▶ Source document:
● ● ●

Question

In the figure shown, if the slabs are removed and a substance of dielectric constant $k$ is filled such that the capacitance remains the same then $k$ is given by

A. $\dfrac{1}{k} = \dfrac{1}{{{k_1}}} + \dfrac{1}{{{k_2}}} + \dfrac{1}{{2{k_3}}}$
B. $\dfrac{1}{k} = \dfrac{1}{{{k_1} + {k_2}}} + \dfrac{1}{{2{k_3}}}$
C. $k = \dfrac{{{k_1}{k_2}}}{{{k_1} + {k_2}}} + 2{k_3}$
D. $\dfrac{{{k_2}{k_3}}}{{{k_2} + {k_3}}} = \dfrac{{{k_1}{k_3}}}{{{k_1} + {k_3}}}$

Answer 1

Hint: A capacitor is a device that stores large amounts of charge which is retained within the plates of the capacitor in the form of energy. The relation between dielectric constant and capacitance must be obtained. The formula for capacitance when there is a dielectric inserted is applied and the equivalent value of capacitance needs to be determined in order to determine the equation for the dielectric constant.

● ● ●

▶ Data entries:
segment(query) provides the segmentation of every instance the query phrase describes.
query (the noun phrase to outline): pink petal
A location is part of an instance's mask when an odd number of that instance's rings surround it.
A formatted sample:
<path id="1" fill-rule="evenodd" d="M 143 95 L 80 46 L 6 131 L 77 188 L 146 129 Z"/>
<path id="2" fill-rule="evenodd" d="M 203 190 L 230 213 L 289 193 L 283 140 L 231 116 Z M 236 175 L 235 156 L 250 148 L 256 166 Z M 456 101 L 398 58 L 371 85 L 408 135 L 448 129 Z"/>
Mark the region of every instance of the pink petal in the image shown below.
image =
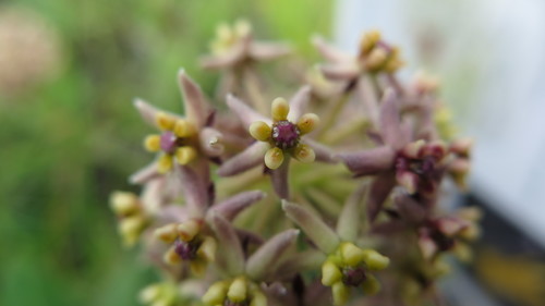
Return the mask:
<path id="1" fill-rule="evenodd" d="M 244 125 L 244 128 L 249 128 L 250 125 L 255 121 L 263 121 L 267 124 L 272 123 L 270 119 L 256 112 L 246 103 L 244 103 L 243 101 L 241 101 L 239 98 L 234 97 L 231 94 L 227 95 L 227 106 L 232 112 L 234 112 L 239 117 L 239 119 L 242 121 L 242 124 Z"/>
<path id="2" fill-rule="evenodd" d="M 290 99 L 290 112 L 288 113 L 288 120 L 291 122 L 298 122 L 299 118 L 303 115 L 308 100 L 311 98 L 311 86 L 305 85 L 301 87 L 295 95 Z"/>
<path id="3" fill-rule="evenodd" d="M 294 245 L 298 235 L 299 230 L 291 229 L 268 240 L 247 259 L 246 274 L 252 280 L 264 280 L 269 272 L 275 271 L 278 259 Z"/>
<path id="4" fill-rule="evenodd" d="M 231 176 L 263 164 L 263 158 L 270 145 L 255 142 L 242 152 L 225 161 L 218 169 L 219 176 Z"/>
<path id="5" fill-rule="evenodd" d="M 221 256 L 218 264 L 226 269 L 230 276 L 239 276 L 244 272 L 244 253 L 234 228 L 221 215 L 213 213 L 211 228 L 216 233 Z"/>
<path id="6" fill-rule="evenodd" d="M 216 128 L 204 127 L 199 133 L 201 149 L 208 157 L 218 157 L 223 152 L 222 135 Z"/>
<path id="7" fill-rule="evenodd" d="M 360 75 L 355 63 L 320 64 L 319 70 L 325 77 L 331 81 L 352 81 Z"/>
<path id="8" fill-rule="evenodd" d="M 367 217 L 370 221 L 376 219 L 393 186 L 396 186 L 396 179 L 391 172 L 385 172 L 373 181 L 367 199 Z"/>
<path id="9" fill-rule="evenodd" d="M 337 234 L 322 219 L 307 208 L 282 200 L 282 209 L 288 218 L 295 222 L 303 232 L 326 254 L 335 252 L 340 243 Z"/>
<path id="10" fill-rule="evenodd" d="M 395 151 L 389 146 L 339 154 L 350 171 L 358 175 L 373 175 L 393 167 Z"/>
<path id="11" fill-rule="evenodd" d="M 393 89 L 385 90 L 380 106 L 380 136 L 393 149 L 400 149 L 405 144 L 401 132 L 401 121 L 398 108 L 398 97 Z"/>
<path id="12" fill-rule="evenodd" d="M 178 72 L 180 90 L 183 95 L 185 117 L 193 121 L 197 128 L 205 125 L 206 119 L 210 114 L 210 107 L 206 101 L 201 87 L 185 73 L 183 69 Z"/>
<path id="13" fill-rule="evenodd" d="M 266 196 L 264 192 L 252 191 L 234 195 L 225 199 L 213 207 L 214 211 L 218 211 L 227 220 L 232 220 L 239 212 L 246 207 L 259 201 Z"/>

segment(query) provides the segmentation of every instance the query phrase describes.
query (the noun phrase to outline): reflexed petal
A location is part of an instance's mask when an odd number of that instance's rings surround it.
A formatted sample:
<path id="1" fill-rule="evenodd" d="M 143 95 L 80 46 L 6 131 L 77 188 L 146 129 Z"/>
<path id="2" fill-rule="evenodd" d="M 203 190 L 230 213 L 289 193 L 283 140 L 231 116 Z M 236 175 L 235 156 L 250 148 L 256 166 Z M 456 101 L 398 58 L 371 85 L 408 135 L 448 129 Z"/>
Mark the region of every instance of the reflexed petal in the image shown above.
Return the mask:
<path id="1" fill-rule="evenodd" d="M 287 258 L 275 272 L 275 278 L 284 279 L 293 274 L 318 269 L 326 260 L 326 255 L 317 249 L 307 249 Z"/>
<path id="2" fill-rule="evenodd" d="M 245 56 L 246 46 L 237 44 L 231 50 L 221 56 L 210 56 L 201 59 L 201 66 L 204 69 L 229 69 L 233 68 Z"/>
<path id="3" fill-rule="evenodd" d="M 211 228 L 218 237 L 219 249 L 222 256 L 218 256 L 218 264 L 222 265 L 231 276 L 244 272 L 244 254 L 241 242 L 229 221 L 218 213 L 211 216 Z"/>
<path id="4" fill-rule="evenodd" d="M 364 184 L 355 189 L 344 203 L 342 212 L 337 221 L 337 234 L 343 241 L 355 241 L 358 230 L 361 229 L 361 211 L 363 200 L 367 197 L 368 186 Z"/>
<path id="5" fill-rule="evenodd" d="M 221 133 L 219 133 L 216 128 L 205 127 L 203 128 L 203 131 L 201 131 L 201 148 L 206 154 L 206 156 L 217 157 L 223 152 L 221 138 Z"/>
<path id="6" fill-rule="evenodd" d="M 424 235 L 421 235 L 419 237 L 419 247 L 420 247 L 420 250 L 422 252 L 422 255 L 426 259 L 432 258 L 432 256 L 434 256 L 438 250 L 435 242 L 432 238 L 429 238 L 428 236 L 424 236 Z"/>
<path id="7" fill-rule="evenodd" d="M 372 175 L 392 168 L 396 154 L 390 147 L 383 146 L 338 156 L 355 174 Z"/>
<path id="8" fill-rule="evenodd" d="M 370 76 L 363 75 L 360 76 L 360 81 L 358 82 L 358 86 L 355 89 L 355 95 L 358 96 L 358 100 L 361 101 L 364 106 L 365 114 L 368 120 L 372 122 L 375 128 L 378 128 L 379 124 L 379 107 L 378 99 L 375 94 L 375 89 L 371 85 Z"/>
<path id="9" fill-rule="evenodd" d="M 313 36 L 312 42 L 327 61 L 343 62 L 351 58 L 351 56 L 329 46 L 322 36 Z"/>
<path id="10" fill-rule="evenodd" d="M 232 112 L 234 112 L 239 117 L 245 128 L 250 128 L 250 125 L 252 125 L 252 123 L 255 121 L 263 121 L 269 125 L 272 123 L 270 119 L 256 112 L 246 103 L 244 103 L 243 101 L 241 101 L 239 98 L 234 97 L 231 94 L 227 95 L 227 106 Z"/>
<path id="11" fill-rule="evenodd" d="M 412 197 L 400 195 L 396 197 L 396 206 L 399 215 L 403 220 L 419 223 L 426 218 L 426 209 L 424 205 L 417 203 Z"/>
<path id="12" fill-rule="evenodd" d="M 210 112 L 201 87 L 185 73 L 183 69 L 178 72 L 180 90 L 183 95 L 185 117 L 193 121 L 197 128 L 203 127 Z"/>
<path id="13" fill-rule="evenodd" d="M 187 166 L 175 168 L 175 178 L 179 180 L 183 189 L 185 205 L 193 217 L 203 218 L 208 208 L 208 193 L 202 178 Z"/>
<path id="14" fill-rule="evenodd" d="M 263 157 L 269 149 L 267 143 L 256 142 L 242 152 L 225 161 L 218 169 L 219 176 L 231 176 L 263 163 Z"/>
<path id="15" fill-rule="evenodd" d="M 288 120 L 291 122 L 296 122 L 301 115 L 303 115 L 308 100 L 311 98 L 311 86 L 305 85 L 301 87 L 293 97 L 290 99 L 290 113 L 288 114 Z"/>
<path id="16" fill-rule="evenodd" d="M 282 209 L 322 252 L 326 254 L 335 252 L 340 242 L 339 237 L 318 216 L 301 205 L 287 200 L 282 200 Z"/>
<path id="17" fill-rule="evenodd" d="M 378 212 L 383 209 L 384 201 L 388 198 L 391 189 L 396 185 L 393 173 L 386 172 L 378 175 L 371 185 L 370 198 L 367 199 L 367 216 L 370 221 L 374 221 Z"/>
<path id="18" fill-rule="evenodd" d="M 400 149 L 403 143 L 404 133 L 401 131 L 401 120 L 398 108 L 398 97 L 391 88 L 385 90 L 380 105 L 380 136 L 385 144 L 393 149 Z"/>
<path id="19" fill-rule="evenodd" d="M 263 280 L 274 271 L 278 259 L 295 243 L 298 235 L 299 230 L 287 230 L 268 240 L 247 259 L 247 276 L 253 280 Z"/>
<path id="20" fill-rule="evenodd" d="M 327 163 L 339 162 L 339 160 L 335 158 L 334 151 L 329 147 L 322 145 L 320 143 L 310 139 L 307 137 L 304 138 L 303 143 L 310 146 L 314 150 L 314 155 L 316 156 L 315 160 Z"/>
<path id="21" fill-rule="evenodd" d="M 291 48 L 278 42 L 253 42 L 249 46 L 249 54 L 257 61 L 272 60 L 289 54 Z"/>
<path id="22" fill-rule="evenodd" d="M 227 220 L 232 220 L 244 208 L 257 203 L 266 196 L 264 192 L 252 191 L 234 195 L 226 200 L 216 204 L 213 210 L 218 211 Z"/>

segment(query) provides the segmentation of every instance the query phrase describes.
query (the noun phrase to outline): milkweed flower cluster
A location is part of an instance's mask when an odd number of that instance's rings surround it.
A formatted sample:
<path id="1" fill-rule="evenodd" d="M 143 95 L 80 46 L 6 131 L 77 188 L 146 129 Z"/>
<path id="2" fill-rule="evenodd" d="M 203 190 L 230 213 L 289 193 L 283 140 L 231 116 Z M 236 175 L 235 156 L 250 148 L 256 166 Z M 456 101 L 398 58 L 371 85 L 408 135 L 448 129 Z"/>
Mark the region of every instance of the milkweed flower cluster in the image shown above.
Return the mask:
<path id="1" fill-rule="evenodd" d="M 470 259 L 479 211 L 438 203 L 445 179 L 465 188 L 472 143 L 453 134 L 438 83 L 403 85 L 400 50 L 378 32 L 355 56 L 313 42 L 325 62 L 293 94 L 268 93 L 259 63 L 290 48 L 221 25 L 202 62 L 222 73 L 216 98 L 180 70 L 184 115 L 134 101 L 156 158 L 130 179 L 142 194 L 114 192 L 111 207 L 124 244 L 162 272 L 143 303 L 424 305 L 444 257 Z"/>

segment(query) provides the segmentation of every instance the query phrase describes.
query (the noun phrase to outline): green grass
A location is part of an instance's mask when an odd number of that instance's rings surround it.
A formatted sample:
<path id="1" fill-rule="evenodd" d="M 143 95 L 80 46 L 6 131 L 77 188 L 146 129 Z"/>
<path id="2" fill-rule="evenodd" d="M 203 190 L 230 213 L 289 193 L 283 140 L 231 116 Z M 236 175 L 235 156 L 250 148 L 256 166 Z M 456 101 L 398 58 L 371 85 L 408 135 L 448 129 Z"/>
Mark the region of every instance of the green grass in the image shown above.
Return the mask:
<path id="1" fill-rule="evenodd" d="M 308 37 L 327 34 L 330 2 L 17 0 L 59 32 L 63 69 L 0 96 L 0 305 L 135 305 L 157 276 L 121 248 L 107 205 L 152 159 L 132 99 L 181 111 L 180 66 L 210 93 L 217 75 L 197 58 L 218 22 L 240 16 L 316 58 Z"/>

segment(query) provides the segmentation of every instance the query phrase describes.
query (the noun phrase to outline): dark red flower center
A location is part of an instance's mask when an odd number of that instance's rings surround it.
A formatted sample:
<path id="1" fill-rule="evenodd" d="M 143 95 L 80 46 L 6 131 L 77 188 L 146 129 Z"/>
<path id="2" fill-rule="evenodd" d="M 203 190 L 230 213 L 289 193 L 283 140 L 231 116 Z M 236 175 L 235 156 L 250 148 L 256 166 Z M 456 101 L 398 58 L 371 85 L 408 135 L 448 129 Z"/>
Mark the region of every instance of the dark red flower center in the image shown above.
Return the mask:
<path id="1" fill-rule="evenodd" d="M 342 283 L 350 286 L 359 286 L 365 280 L 367 276 L 365 274 L 365 270 L 361 267 L 359 268 L 348 268 L 342 270 Z"/>
<path id="2" fill-rule="evenodd" d="M 281 149 L 291 149 L 299 143 L 299 127 L 288 120 L 272 124 L 272 140 Z"/>
<path id="3" fill-rule="evenodd" d="M 174 133 L 167 131 L 161 134 L 161 149 L 166 154 L 173 154 L 177 148 L 178 137 Z"/>

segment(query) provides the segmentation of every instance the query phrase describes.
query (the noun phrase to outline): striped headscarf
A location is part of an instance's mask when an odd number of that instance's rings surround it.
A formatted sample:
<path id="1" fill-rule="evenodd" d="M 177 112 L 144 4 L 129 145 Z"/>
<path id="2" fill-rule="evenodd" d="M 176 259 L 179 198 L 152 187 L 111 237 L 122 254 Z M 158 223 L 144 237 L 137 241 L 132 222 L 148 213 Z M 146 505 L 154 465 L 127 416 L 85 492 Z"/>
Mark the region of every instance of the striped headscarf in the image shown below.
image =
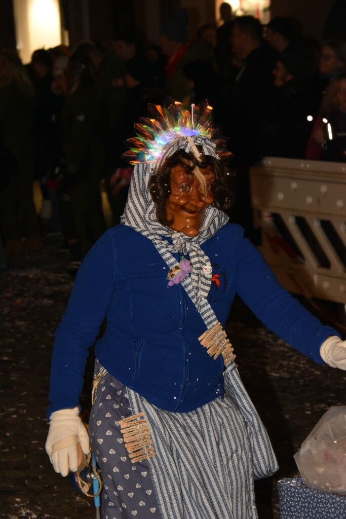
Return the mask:
<path id="1" fill-rule="evenodd" d="M 201 147 L 203 155 L 212 155 L 219 160 L 215 153 L 215 142 L 201 135 L 193 135 L 192 139 L 195 145 Z M 151 240 L 170 268 L 173 268 L 178 263 L 172 253 L 189 255 L 192 271 L 191 277 L 187 277 L 182 284 L 199 312 L 203 314 L 207 324 L 209 321 L 212 323 L 215 320 L 211 308 L 213 316 L 211 314 L 210 319 L 206 315 L 207 307 L 210 308 L 206 297 L 211 283 L 212 267 L 209 258 L 202 250 L 201 245 L 225 225 L 228 218 L 223 211 L 212 205 L 209 206 L 199 234 L 193 237 L 187 236 L 158 221 L 156 206 L 148 187 L 149 179 L 164 160 L 177 149 L 183 149 L 188 153 L 190 149 L 191 145 L 187 137 L 176 139 L 165 146 L 163 153 L 156 163 L 136 165 L 121 222 Z M 168 237 L 171 238 L 172 243 L 165 239 Z"/>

● ● ●

▶ Tasks:
1 > Answer these from the capacitor problem:
(a) What must stay the same after the slabs are removed and the new substance is filled in?
(b) According to the hint, in what form is the charge retained within the plates?
(c) Which lettered option gives an expression for k itself rather than for 1/k?
2 > Summarize the capacitor problem in two sentences.

▶ Solutions for each task:
1 >
(a) The capacitance.
(b) In the form of energy.
(c) Option C.

2 > The capacitor problem asks for the dielectric constant k of a single substance that keeps the capacitance the same when it replaces the slabs, and it offers four candidate expressions in terms of k1, k2 and k3. Its hint describes a capacitor as a device that stores charge within its plates in the form of energy, and it says that the equivalent capacitance with the dielectrics must be determined to find the equation for k.